### Exercises
**1)** In the passage on the printing of electoral cards, reproduce everything from "Augustin Ahouanvoébla, president" down to "have received them.".
**2)** Answer the following from the passage on the printing of electoral cards:
(a) On what day and date did the president of Cos-Lepi meet with the group of candidates?
(b) What did he identify as the cause of the printing delay?
(c) By what time did he promise the last voting card would be printed?

### Passage to read
• • • •

Augustin Ahouanvoébla, president of Cos-Lepi, the government agency responsible for updating the national electoral list and the printing of the electoral cards, met on Thursday, Feb. 11 with a group of candidates to explain the delay in printing the cards and discuss the reasons behind it. The culprit, he said, is the delay in receiving some of the materials that go into the printing of the cards. “Until Monday,” he elaborated, “we could not print more than 50,000 cards a day,” Ahouanvoébla also said. He then firmly promised that “the last voting card will be printed by midnight on Monday, February 15.” This Friday, Feb. 12, the cards are already available in parts of Cotonou, the country’s largest city, to the relief of voters who have received them.

• • • •

### Extracted material
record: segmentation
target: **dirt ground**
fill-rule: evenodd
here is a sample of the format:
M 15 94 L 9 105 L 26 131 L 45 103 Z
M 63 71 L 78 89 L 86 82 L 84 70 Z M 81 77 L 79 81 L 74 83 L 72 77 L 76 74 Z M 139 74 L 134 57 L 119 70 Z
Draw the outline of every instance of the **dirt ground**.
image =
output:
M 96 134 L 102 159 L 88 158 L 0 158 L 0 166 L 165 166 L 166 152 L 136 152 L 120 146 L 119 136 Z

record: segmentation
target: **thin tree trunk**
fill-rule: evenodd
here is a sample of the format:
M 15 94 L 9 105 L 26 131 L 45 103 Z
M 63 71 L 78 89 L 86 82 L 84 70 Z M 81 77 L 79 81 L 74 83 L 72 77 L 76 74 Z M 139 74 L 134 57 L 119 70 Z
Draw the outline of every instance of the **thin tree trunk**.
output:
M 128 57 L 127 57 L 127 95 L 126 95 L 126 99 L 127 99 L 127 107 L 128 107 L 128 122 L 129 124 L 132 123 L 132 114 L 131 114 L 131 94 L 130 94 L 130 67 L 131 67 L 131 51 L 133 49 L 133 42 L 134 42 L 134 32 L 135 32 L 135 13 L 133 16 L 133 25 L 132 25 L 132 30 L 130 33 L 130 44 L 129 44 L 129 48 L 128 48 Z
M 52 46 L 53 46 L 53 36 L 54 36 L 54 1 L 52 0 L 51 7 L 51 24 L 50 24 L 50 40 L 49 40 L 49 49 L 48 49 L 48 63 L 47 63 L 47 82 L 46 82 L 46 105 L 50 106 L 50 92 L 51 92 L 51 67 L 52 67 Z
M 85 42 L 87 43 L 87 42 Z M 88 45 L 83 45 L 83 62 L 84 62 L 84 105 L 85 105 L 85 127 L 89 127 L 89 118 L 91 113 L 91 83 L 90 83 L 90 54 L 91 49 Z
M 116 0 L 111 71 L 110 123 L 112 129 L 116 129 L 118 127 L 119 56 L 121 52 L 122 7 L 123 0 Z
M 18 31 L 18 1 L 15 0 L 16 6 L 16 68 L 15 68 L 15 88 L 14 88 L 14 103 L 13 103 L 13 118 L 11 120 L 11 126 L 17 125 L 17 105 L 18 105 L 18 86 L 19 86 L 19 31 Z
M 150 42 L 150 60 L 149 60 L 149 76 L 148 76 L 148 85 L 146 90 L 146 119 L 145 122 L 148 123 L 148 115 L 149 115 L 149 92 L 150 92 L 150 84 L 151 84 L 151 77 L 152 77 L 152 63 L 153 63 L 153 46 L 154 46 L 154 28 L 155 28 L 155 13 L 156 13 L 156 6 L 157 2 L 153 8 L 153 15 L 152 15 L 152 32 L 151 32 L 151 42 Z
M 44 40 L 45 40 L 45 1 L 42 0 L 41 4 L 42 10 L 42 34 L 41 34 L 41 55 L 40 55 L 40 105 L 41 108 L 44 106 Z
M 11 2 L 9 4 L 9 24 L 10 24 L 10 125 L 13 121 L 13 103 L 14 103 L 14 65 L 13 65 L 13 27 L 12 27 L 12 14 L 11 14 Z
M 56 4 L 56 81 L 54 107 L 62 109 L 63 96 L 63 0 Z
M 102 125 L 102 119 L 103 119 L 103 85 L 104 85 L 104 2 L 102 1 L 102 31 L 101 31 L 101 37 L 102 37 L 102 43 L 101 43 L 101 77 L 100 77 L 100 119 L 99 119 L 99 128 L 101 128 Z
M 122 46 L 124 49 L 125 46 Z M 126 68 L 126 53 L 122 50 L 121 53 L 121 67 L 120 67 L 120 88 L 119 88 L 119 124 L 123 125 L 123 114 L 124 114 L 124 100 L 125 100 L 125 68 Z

• • • •

### Final results
**1)**
Augustin Ahouanvoébla, president of Cos-Lepi, the government agency responsible for updating the national electoral list and the printing of the electoral cards, met on Thursday, Feb. 11 with a group of candidates to explain the delay in printing the cards and discuss the reasons behind it. The culprit, he said, is the delay in receiving some of the materials that go into the printing of the cards. “Until Monday,” he elaborated, “we could not print more than 50,000 cards a day,” Ahouanvoébla also said. He then firmly promised that “the last voting card will be printed by midnight on Monday, February 15.” This Friday, Feb. 12, the cards are already available in parts of Cotonou, the country’s largest city, to the relief of voters who have received them.

**2)**
(a) Thursday, Feb. 11.
(b) The delay in receiving some of the materials that go into the printing of the cards.
(c) By midnight on Monday, February 15.